#### [Exercise goal]
Reproduce all of the data exactly, with no line skipped.

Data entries
==============================
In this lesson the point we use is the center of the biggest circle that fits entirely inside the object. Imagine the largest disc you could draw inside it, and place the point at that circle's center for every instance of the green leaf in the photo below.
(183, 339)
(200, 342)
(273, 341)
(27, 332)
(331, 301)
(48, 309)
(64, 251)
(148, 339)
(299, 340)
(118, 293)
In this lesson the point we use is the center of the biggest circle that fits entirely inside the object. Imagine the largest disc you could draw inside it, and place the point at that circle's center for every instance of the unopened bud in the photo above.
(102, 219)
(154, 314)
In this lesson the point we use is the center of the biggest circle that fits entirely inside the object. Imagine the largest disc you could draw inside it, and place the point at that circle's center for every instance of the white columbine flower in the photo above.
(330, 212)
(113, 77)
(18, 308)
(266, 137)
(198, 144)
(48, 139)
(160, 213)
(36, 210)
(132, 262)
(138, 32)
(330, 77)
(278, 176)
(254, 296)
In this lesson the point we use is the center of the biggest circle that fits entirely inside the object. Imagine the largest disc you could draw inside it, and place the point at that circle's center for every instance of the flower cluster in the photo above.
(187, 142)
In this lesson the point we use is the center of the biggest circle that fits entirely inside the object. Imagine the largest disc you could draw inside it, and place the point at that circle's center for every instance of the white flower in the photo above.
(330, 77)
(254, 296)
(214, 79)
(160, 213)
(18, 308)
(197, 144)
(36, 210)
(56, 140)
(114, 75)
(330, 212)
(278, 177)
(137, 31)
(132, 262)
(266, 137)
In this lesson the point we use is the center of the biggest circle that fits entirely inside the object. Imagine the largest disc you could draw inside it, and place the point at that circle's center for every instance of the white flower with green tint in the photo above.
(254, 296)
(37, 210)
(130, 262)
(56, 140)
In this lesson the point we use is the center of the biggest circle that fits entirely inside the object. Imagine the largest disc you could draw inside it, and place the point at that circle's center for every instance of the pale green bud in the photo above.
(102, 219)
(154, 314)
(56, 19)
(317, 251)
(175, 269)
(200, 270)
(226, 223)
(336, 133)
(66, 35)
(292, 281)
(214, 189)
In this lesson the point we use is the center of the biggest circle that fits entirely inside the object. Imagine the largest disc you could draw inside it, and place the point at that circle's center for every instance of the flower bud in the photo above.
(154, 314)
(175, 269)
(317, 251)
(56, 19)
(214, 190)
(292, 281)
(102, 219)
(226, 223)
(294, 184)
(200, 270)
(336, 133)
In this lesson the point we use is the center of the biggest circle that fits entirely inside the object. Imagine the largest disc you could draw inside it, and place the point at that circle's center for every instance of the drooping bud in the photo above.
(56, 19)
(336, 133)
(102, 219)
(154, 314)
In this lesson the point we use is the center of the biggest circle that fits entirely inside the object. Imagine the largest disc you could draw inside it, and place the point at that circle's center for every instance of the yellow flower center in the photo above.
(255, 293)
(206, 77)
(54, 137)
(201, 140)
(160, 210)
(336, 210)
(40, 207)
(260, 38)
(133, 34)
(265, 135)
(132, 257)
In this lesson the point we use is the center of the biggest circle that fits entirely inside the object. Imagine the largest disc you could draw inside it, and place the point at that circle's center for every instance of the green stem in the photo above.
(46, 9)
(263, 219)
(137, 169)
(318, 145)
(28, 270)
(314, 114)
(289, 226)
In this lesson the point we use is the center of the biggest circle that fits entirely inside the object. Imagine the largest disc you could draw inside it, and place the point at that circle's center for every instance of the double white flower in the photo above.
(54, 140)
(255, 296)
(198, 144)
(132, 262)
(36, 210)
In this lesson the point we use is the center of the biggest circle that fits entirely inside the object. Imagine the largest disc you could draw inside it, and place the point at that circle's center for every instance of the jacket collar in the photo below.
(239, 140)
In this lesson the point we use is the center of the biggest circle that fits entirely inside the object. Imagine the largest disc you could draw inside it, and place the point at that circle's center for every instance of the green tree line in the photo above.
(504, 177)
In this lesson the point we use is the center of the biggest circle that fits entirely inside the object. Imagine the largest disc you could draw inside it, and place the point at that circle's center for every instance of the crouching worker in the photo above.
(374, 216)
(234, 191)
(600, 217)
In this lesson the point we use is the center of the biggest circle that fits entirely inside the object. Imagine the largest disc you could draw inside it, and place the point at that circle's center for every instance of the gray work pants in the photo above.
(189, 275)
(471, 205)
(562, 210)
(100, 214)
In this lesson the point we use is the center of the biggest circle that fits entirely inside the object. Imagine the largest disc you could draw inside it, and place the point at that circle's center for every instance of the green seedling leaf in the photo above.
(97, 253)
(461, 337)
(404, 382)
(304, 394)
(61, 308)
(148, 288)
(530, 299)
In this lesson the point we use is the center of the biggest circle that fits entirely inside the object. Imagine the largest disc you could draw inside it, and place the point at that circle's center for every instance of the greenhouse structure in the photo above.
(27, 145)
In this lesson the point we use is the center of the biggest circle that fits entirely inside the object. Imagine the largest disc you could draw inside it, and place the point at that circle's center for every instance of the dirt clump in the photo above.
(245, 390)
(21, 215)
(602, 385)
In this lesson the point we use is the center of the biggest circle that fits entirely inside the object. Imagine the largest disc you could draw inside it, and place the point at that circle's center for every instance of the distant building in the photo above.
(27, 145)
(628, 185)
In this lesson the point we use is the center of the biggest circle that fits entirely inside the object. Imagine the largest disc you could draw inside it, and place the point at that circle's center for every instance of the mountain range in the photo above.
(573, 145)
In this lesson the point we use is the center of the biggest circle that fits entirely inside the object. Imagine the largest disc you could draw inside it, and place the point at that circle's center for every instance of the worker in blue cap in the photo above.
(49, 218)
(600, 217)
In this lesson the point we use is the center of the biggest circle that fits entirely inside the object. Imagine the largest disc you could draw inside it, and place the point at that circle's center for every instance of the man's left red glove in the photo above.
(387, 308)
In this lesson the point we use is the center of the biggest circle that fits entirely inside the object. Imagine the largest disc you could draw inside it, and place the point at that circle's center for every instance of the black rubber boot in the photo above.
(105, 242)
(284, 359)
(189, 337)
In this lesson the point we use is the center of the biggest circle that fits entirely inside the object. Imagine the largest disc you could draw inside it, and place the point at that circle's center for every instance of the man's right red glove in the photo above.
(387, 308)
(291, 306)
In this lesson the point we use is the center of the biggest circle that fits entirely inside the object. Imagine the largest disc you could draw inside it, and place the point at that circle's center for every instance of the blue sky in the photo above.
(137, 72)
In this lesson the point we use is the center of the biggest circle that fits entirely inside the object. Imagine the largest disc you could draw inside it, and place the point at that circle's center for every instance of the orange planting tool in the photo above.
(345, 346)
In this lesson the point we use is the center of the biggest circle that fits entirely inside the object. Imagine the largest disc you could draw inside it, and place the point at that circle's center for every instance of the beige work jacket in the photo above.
==============================
#### [Exercise output]
In this lesson the point we use is the center of the biggest circle that fits entirely inside the object. Imagine the largest disc you could draw inside it, and place the point at that circle's center for every instance of the green leaf in the photo below.
(183, 339)
(200, 342)
(273, 341)
(27, 332)
(331, 301)
(48, 309)
(64, 251)
(148, 339)
(299, 340)
(118, 293)
In this lesson the point we use is the center of the biggest circle that fits entirely inside the object. Imagine the largest disc you could draw inside it, and place the point at that circle's center for every instance of the unopened bud in the photo above.
(102, 219)
(154, 314)
In this lesson the point we use is the center of the biggest circle that fits entirely inside the object. Imagine the largest disc you could draw inside it, and place the point at that circle's center for every instance of the white columbine flower in the photo above.
(330, 212)
(113, 77)
(18, 308)
(266, 137)
(198, 144)
(48, 139)
(160, 213)
(36, 210)
(132, 262)
(138, 32)
(330, 77)
(278, 176)
(254, 296)
In this lesson the point we use is the center of the biggest circle that fits entirely inside the object. Imagine the largest disc you could draw inside it, and place the point at that circle's center for every instance of the flower cluster in the photo above.
(187, 142)
In this lesson the point we use is the center of the biggest circle that fits entirely inside the object. Imagine the largest disc you could draw inside it, and place the point at that circle's center for every instance of the white flower in the photo above.
(330, 77)
(254, 296)
(214, 79)
(160, 213)
(18, 308)
(197, 144)
(36, 210)
(56, 140)
(114, 75)
(330, 212)
(278, 177)
(137, 31)
(132, 262)
(266, 137)
In this lesson the point we use is the center of the biggest circle that fits entirely inside the object. Imagine the largest disc you could draw inside it, and place the point at that circle's center for every instance of the white flower with green tint in the photo above.
(254, 296)
(37, 210)
(130, 262)
(56, 140)
In this lesson the point we use is the center of the biggest circle that fits entirely inside the object. Imagine the largest disc you could draw inside it, and place the point at that circle's center for every instance of the pale green bud in the photo above.
(102, 219)
(154, 314)
(56, 19)
(317, 251)
(175, 269)
(200, 270)
(226, 223)
(336, 133)
(66, 35)
(292, 281)
(214, 189)
In this lesson the point we use is the center of the biggest circle that fits entirely inside the object. Imagine the largest disc you could draw inside it, and place the point at that circle's center for every instance of the flower bud in the photo above.
(154, 314)
(175, 269)
(317, 251)
(56, 19)
(214, 190)
(292, 281)
(102, 219)
(226, 223)
(294, 184)
(200, 270)
(336, 133)
In this lesson the point we use is the center of the biggest circle that fits entirely inside the object. Imagine the largest disc you could draw inside it, and place the point at that circle's center for every instance of the drooping bud in the photo above.
(56, 19)
(336, 133)
(102, 219)
(154, 314)
In this lesson the point we use is the center of the biggest circle that fits entirely inside the object. Imagine the largest disc you could draw inside it, and place the point at that circle's center for every instance of the yellow flower center in the photo above.
(255, 293)
(206, 77)
(54, 137)
(201, 140)
(160, 210)
(336, 210)
(40, 207)
(260, 38)
(133, 34)
(265, 135)
(132, 257)
In this lesson the point we use is the center of the biggest circle that fits entirely inside the object. Imagine the largest disc you could draw inside it, and place the point at that circle's center for every instance of the green stem in the photo above.
(46, 9)
(263, 219)
(137, 169)
(318, 145)
(28, 270)
(314, 114)
(289, 226)
In this lesson the point we use is the center of the biggest circle that fits entirely inside the object. Imagine the largest disc you could draw inside it, and place the point at that circle's center for every instance of the double white flower in the photo above.
(54, 140)
(255, 296)
(198, 144)
(132, 262)
(36, 210)
In this lesson the point we use is the center of the biggest circle that fits entirely inside the object. Imagine the largest disc you could draw inside it, and place the point at that circle's center for every instance of the jacket collar in the photo below.
(239, 140)
In this lesson the point we use is the center of the biggest circle that fits entirely inside the object. Imagine the largest disc you could draw inside it, and place the point at that circle's center for every instance of the green tree line in the photo above.
(504, 177)
In this lesson the point we use is the center of the biggest circle that fits entirely inside the object. Imagine the largest disc you could draw inside it, and place the point at that circle's center for every instance of the crouching worker in the photo above.
(374, 216)
(234, 191)
(600, 217)
In this lesson the point we use is the center of the biggest circle that fits entirely inside the object. Imagine the largest disc you could draw inside it, and place the point at that circle's center for every instance of the gray work pants in the photo above.
(189, 275)
(471, 205)
(562, 210)
(100, 214)
In this lesson the point we use is the center of the biggest circle that fits entirely inside the object. Imagine the largest disc you could draw inside it, and place the point at that circle's center for every instance of the green seedling leaf in the photo above.
(97, 253)
(461, 337)
(404, 382)
(304, 394)
(61, 308)
(148, 288)
(530, 299)
In this lesson the point we use is the center of the biggest circle that fits entirely inside the object. Imagine the largest disc you could draw inside it, and place the point at that circle's center for every instance of the greenhouse structure in the photo above.
(27, 145)
In this lesson the point we use is the center of the biggest circle that fits entirely inside the object. Imagine the largest disc you could draw inside it, and place the point at that circle's center for every instance of the dirt clump in the photo above.
(245, 390)
(21, 215)
(602, 385)
In this lesson the point we use is the center of the biggest circle that fits entirely inside the object. Imagine the largest disc you could draw inside it, and place the point at that circle's center for every instance of the distant building in the photo above.
(27, 145)
(628, 185)
In this lesson the point we use is the center of the biggest circle that fits entirely inside the object. Imagine the largest disc you could draw inside it, and place the point at that circle's center for every instance of the mountain range in the photo above.
(573, 145)
In this lesson the point we use is the center of the biggest circle that fits entirely inside the object. Imagine the largest disc you could draw inside it, and place the point at that circle's center for every instance of the worker in blue cap in the photo above.
(49, 218)
(600, 217)
In this lesson the point we use is the center of the biggest circle that fits entirely inside the object. Imagine the largest disc you could draw inside it, and place the point at that circle's center for every instance of the man's left red glove in the photo above.
(387, 308)
In this lesson the point we use is the center of the biggest circle that fits entirely inside the object. Imagine the largest disc you could draw inside it, and place the point at that circle's center for every instance of the black rubber boot in the photo above.
(105, 242)
(284, 359)
(189, 337)
In this lesson the point we use is the center of the biggest circle that fits entirely inside the object. Imagine the largest disc you could draw inside it, and place the point at that circle's center for every instance of the man's right red glove in the photo above.
(387, 308)
(291, 306)
In this lesson the point we use is the center of the biggest circle that fits entirely inside the object. Imagine the largest disc you could draw inside it, and place the point at that circle's center for every instance of the blue sky in the photo above.
(137, 72)
In this lesson the point we use is the center of the biggest circle that fits entirely inside the object. Imagine the largest disc you could draw inside it, and place the point at that circle's center for every instance of the orange planting tool in the photo above.
(345, 346)
In this lesson the point we use is the center of the biggest circle that fits entirely inside the object. Imagine the largest disc you could draw inside it, and place the point at that circle's center for every instance of the beige work jacket in the photo above.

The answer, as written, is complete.